** start Dataset rows **

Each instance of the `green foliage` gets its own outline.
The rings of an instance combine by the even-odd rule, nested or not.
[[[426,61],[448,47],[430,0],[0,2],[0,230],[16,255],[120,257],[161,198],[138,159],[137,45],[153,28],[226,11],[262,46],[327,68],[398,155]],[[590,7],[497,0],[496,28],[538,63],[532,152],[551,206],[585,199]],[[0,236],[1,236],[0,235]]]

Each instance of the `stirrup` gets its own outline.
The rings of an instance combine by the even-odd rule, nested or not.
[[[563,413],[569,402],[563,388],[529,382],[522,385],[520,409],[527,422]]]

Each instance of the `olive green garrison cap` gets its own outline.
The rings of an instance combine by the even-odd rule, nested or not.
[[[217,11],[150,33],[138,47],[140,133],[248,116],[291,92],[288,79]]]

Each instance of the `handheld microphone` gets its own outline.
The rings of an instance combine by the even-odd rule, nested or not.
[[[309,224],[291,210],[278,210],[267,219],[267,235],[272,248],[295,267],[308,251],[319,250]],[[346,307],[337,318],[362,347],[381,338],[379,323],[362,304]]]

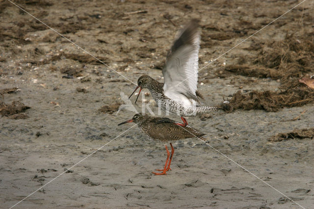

** end Dataset rows **

= Task brief =
Select every line of the items above that contains the word "Each", treating uppercase and lowercase letters as different.

= Task response =
Each instance of the `green foliage` gets its own outline.
Each instance of the `stirrup` gets its own outline.
Each instance of the `olive green garrison cap` gets its own outline.
Each instance of the `handheld microphone` gets its own outline.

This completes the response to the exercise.